> [GIVEN REQUEST]: Repeat the listing below word for word, leaving out the pictures.
--- begin RECORDS PROVIDED ---
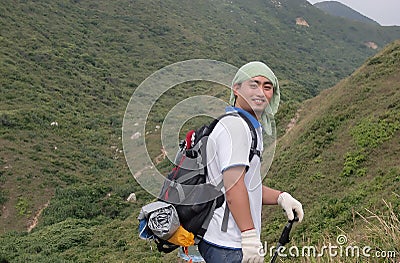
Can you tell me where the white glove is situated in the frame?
[242,229,265,263]
[278,192,304,222]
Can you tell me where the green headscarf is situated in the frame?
[229,61,281,134]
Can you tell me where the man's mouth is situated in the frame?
[252,99,265,104]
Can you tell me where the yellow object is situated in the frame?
[168,226,194,247]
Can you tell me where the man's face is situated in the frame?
[233,76,274,119]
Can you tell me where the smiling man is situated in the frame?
[198,61,303,263]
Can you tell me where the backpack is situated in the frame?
[139,112,261,253]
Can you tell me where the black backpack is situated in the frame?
[155,112,261,253]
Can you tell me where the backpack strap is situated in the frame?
[216,112,262,232]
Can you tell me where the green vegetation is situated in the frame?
[0,0,400,262]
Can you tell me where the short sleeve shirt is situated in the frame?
[204,107,263,249]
--- end RECORDS PROVIDED ---
> [TASK RESULT]:
Can you tell me where the white glove is situated in the frame?
[242,229,265,263]
[278,192,304,222]
Can you tell me where the green headscarf is situated in the frame?
[229,61,281,134]
Can you tell me where the man's mouth is situated in the frame?
[252,99,265,104]
Can you tell me where the yellow object is situated in the frame?
[168,226,194,247]
Can you tell me where the man's face is situated in the frame?
[233,76,274,119]
Can you tell me where the smiling man is situated in the frame?
[198,61,303,263]
Can you tell me where the backpack is situated in the frame?
[139,112,261,253]
Can you tell me where the black backpack is situated in the frame?
[155,112,261,253]
Can you tell me where the backpack strap is situated in the frame?
[216,112,262,232]
Can you tell me where the green vegetation is situated in the frame?
[0,0,400,262]
Can you tell me where the short sleeve shirt is situated in the frame?
[204,107,263,249]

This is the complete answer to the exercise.